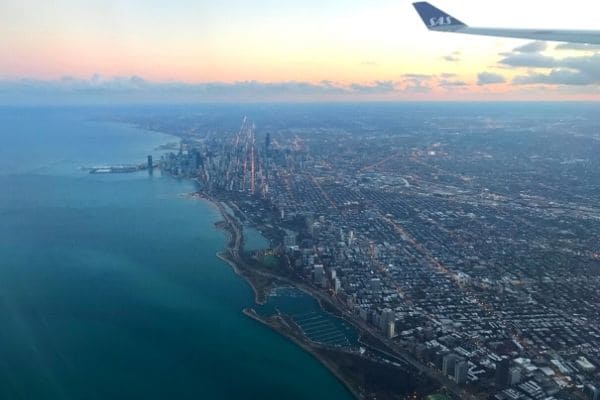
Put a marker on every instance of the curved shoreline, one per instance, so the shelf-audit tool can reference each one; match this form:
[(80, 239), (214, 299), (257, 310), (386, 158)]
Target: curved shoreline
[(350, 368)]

---

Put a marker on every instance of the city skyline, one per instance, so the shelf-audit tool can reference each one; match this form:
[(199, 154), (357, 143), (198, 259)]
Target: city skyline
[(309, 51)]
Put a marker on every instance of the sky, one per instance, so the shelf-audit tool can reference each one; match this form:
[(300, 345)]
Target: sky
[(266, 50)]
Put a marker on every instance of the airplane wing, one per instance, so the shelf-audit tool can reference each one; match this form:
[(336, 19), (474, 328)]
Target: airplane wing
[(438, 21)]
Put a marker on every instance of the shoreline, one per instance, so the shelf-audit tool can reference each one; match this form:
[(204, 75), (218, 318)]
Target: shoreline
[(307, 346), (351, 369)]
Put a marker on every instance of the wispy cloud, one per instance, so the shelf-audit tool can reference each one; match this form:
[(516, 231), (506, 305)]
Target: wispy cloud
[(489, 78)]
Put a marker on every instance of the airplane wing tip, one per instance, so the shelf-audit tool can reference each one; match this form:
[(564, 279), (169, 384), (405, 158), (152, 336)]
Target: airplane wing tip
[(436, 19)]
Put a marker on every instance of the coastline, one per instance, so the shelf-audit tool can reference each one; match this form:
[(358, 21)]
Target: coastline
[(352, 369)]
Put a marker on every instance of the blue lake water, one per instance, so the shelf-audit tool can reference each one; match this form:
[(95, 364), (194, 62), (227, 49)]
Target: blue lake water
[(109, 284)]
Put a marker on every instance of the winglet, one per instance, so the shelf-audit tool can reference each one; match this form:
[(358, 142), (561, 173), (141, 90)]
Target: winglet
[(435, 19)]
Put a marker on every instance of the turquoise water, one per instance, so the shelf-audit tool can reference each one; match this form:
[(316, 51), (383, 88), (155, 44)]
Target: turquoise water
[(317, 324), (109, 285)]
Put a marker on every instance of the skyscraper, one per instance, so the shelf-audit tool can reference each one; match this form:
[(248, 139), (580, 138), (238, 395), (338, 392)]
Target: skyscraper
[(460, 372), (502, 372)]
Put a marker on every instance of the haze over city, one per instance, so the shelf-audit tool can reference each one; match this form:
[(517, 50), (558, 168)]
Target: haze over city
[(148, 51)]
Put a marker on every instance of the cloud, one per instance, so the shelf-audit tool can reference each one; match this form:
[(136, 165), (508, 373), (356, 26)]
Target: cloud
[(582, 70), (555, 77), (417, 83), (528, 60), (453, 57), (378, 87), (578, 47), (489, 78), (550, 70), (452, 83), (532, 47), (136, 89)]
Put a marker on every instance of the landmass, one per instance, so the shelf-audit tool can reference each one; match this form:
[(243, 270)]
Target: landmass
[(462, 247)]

---

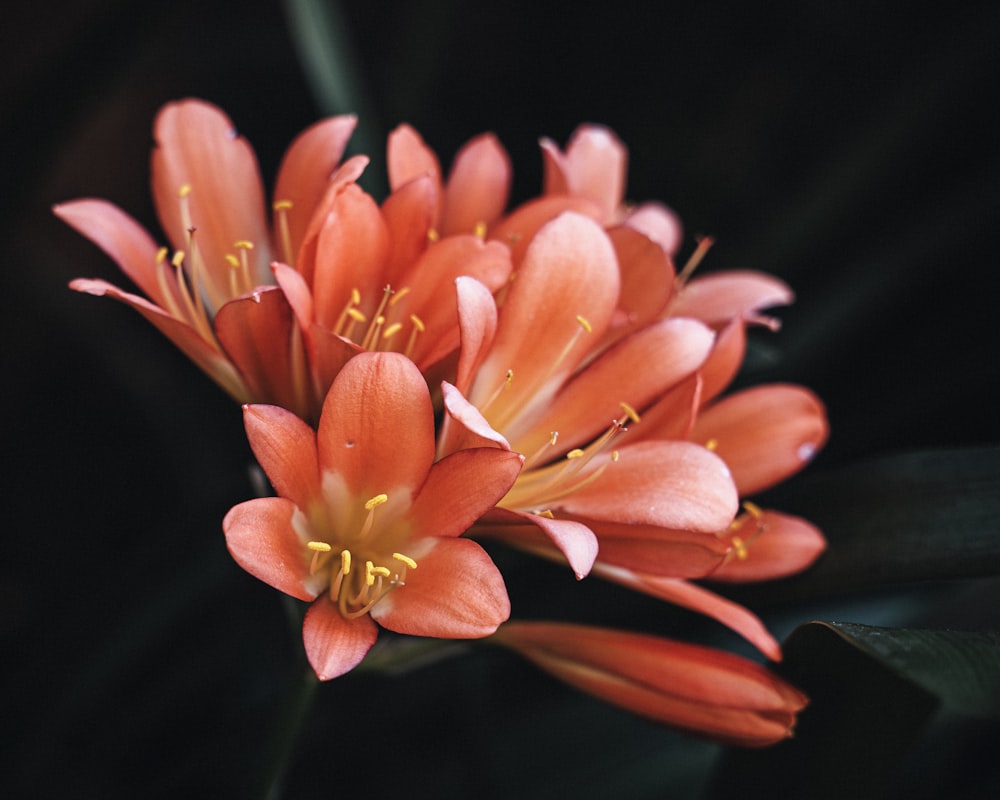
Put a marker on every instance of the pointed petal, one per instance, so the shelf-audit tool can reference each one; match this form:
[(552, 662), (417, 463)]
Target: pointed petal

The task: Please retype, character for character, the part of the rows above that opens with the line containing "Put a marker on every instance of the cloud, one" and closes with the line containing "47), (136, 89)]", including both of those lines.

Result for this task:
Put a marker on every instance of the cloud, one per instance, so the shelf-audit tool can reference each one; match this form:
[(136, 165), (508, 373), (356, 26)]
Target: cloud
[(582, 70), (555, 77), (417, 83), (528, 60), (453, 57), (378, 87), (578, 47), (489, 78), (550, 70), (452, 83), (532, 47), (136, 89)]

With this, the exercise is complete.